_WHAT NEEDS TO BE DONE_
Show each line from the records below in which the word "blue" occurs.

_Region pointing data_
####################
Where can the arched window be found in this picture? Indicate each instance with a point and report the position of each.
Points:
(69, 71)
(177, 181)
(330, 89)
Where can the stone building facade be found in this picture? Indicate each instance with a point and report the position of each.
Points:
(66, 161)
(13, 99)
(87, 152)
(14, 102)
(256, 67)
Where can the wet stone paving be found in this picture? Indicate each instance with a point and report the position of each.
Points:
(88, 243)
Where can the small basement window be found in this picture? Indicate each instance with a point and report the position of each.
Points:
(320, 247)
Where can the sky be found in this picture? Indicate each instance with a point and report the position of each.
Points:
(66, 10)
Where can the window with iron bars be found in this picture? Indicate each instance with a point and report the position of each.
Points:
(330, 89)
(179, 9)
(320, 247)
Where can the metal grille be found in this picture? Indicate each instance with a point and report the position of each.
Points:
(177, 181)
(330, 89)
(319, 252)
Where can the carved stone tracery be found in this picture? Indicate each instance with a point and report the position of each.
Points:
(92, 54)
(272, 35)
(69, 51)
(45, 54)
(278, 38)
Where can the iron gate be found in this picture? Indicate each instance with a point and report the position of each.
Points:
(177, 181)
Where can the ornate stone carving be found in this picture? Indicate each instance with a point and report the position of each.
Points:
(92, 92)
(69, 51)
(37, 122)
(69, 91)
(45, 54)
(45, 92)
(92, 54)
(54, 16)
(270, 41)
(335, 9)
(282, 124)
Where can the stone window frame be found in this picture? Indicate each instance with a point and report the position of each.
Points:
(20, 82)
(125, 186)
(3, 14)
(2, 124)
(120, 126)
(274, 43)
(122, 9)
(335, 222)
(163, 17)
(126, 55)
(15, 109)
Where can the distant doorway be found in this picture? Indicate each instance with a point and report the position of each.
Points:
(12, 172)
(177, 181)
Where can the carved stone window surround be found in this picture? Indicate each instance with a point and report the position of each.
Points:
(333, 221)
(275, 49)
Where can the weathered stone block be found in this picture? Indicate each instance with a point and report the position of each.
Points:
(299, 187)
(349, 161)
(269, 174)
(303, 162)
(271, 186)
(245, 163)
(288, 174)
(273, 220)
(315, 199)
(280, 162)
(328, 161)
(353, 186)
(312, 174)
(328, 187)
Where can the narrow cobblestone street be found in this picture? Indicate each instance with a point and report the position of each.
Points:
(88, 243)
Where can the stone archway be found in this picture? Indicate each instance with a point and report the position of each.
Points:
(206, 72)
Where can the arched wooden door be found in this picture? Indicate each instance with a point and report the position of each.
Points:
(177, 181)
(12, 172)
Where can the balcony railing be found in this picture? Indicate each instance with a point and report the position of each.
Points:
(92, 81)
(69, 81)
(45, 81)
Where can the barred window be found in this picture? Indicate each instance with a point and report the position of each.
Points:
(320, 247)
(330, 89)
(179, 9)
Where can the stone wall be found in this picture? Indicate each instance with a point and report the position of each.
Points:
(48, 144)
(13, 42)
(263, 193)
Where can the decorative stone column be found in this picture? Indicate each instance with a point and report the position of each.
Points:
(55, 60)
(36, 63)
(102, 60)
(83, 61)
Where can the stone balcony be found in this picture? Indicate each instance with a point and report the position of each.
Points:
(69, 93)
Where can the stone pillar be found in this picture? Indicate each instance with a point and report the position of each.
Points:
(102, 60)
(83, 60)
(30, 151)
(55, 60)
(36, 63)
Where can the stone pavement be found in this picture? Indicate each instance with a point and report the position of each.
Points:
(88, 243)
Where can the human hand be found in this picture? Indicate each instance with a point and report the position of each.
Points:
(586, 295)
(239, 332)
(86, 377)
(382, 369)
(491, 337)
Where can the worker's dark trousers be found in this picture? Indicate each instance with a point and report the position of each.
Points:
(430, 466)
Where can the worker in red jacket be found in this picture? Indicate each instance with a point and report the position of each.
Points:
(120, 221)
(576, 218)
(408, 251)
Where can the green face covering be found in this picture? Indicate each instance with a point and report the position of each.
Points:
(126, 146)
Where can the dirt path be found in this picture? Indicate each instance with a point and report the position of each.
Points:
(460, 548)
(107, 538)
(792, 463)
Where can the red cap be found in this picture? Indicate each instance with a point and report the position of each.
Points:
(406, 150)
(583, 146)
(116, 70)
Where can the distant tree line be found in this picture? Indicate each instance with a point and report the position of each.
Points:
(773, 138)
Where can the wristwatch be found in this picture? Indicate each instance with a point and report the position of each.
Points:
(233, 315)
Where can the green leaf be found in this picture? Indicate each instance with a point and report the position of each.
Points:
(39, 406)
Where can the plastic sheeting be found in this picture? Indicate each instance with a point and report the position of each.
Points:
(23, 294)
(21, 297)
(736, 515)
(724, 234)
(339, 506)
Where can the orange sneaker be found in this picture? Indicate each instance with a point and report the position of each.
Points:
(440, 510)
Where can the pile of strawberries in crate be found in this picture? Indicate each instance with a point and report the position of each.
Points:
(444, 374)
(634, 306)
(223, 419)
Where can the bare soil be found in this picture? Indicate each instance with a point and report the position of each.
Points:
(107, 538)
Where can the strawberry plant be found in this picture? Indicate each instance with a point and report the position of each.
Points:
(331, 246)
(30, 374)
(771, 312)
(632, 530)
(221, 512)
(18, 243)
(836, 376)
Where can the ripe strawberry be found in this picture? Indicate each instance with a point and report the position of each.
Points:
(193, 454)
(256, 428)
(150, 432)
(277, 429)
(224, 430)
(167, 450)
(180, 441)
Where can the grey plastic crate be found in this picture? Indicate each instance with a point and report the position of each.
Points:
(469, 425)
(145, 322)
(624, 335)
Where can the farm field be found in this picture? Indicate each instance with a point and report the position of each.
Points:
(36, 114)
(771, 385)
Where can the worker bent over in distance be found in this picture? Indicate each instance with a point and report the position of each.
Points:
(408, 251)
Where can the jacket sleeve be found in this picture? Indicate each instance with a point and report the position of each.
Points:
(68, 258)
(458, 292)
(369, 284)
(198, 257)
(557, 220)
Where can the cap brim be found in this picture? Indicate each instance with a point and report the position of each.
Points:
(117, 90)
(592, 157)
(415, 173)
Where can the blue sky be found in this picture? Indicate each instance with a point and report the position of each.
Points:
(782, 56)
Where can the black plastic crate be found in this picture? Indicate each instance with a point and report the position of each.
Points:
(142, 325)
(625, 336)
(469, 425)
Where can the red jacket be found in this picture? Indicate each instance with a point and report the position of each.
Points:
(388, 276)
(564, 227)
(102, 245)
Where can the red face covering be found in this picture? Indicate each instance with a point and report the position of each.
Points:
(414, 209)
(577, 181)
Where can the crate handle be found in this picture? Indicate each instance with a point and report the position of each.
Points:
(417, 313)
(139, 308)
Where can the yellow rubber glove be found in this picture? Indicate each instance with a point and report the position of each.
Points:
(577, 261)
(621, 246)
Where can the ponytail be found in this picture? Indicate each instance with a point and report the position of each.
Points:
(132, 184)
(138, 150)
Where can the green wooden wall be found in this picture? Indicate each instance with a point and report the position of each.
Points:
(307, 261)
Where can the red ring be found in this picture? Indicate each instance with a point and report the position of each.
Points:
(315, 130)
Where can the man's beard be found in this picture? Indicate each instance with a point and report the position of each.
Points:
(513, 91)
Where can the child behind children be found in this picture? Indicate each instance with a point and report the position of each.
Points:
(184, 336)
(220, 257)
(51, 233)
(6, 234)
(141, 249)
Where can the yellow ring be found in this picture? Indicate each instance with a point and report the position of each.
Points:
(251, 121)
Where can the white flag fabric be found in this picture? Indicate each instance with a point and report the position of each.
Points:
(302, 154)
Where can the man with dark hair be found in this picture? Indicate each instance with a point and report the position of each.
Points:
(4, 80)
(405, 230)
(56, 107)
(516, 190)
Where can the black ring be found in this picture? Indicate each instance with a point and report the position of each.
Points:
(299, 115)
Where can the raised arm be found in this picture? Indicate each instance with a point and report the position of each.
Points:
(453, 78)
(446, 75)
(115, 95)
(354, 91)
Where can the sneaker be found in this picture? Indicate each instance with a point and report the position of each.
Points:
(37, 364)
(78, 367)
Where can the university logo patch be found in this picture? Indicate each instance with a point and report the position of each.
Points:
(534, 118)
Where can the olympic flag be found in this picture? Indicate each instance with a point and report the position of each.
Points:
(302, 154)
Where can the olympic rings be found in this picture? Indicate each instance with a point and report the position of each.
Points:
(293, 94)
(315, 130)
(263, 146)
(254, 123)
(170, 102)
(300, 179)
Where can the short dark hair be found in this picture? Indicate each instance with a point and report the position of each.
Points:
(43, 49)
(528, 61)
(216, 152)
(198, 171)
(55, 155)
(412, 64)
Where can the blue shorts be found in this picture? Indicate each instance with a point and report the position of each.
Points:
####################
_COMPLETED TASK_
Where can the blue sky be found in this picture? Indicate each instance with a point and report the position of each.
Where can the blue shorts be found in this picture? Indicate each instance with a point and report the position of each.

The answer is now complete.